▶ Trecho fornecido
○ ○ ○ ○
Essa legislação trouxe eficácia à referida política pública e introduziu modalidades de transação por adesão e individual, permitindo concessões mútuas entre as partes para regularização de débitos fiscais.
A lei da transação tributária prevê critérios objetivos para concessão de descontos, prazos e formas de pagamento, considerando a capacidade de pagamento do devedor e o grau de recuperabilidade do crédito. Além disso, estabelece diretrizes para descontos e prazos de parcelamento, promovendo maior segurança jurídica e eficiência na otimização de créditos tributários.
Integrando práticas ESG nas transações tributárias
Noutro prisma, observa-se a Portaria PGFN 1.241, publicada em outubro de 2023, que representa um marco na integração de práticas ESG nas transações tributárias federais. Alterando a Portaria PGFN 6.757/2022, que concentra a operacionalização dos acordos, a inovação normativa introduziu a Seção VIII, que estabelece a observância de aspectos ambientais, sociais e de governança (ESG) na celebração de transações tributárias.
Conforme destacado pela própria PGFN, a portaria incentiva que as transações tributárias considerem, de forma prática e referencial, os ODS da ONU. Isso permite que empresas em dívida com a União obtenham condições mais vantajosas de pagamento ao se comprometerem com objetivos de sustentáveis alinhadas às metas e aos indicadores ODS e, em cenário mais amplo, aos critérios ESG.
○ ○ ○ ○
▶ Dados fornecidos
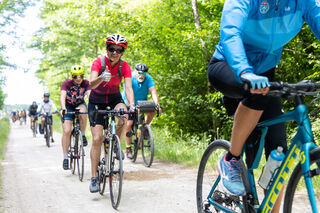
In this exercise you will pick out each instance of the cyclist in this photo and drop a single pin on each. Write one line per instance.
○ ○ ○ ○
▶ Descrição da tarefa
Por favor, imprima do trecho sobre transação tributária a parte que começa em "Integrando práticas ESG" e termina em "de transações tributárias.". Os dados acima não têm relação com o trecho sobre transação tributária.

▶ Resultado abaixo
Integrando práticas ESG nas transações tributárias
Noutro prisma, observa-se a Portaria PGFN 1.241, publicada em outubro de 2023, que representa um marco na integração de práticas ESG nas transações tributárias federais. Alterando a Portaria PGFN 6.757/2022, que concentra a operacionalização dos acordos, a inovação normativa introduziu a Seção VIII, que estabelece a observância de aspectos ambientais, sociais e de governança (ESG) na celebração de transações tributárias.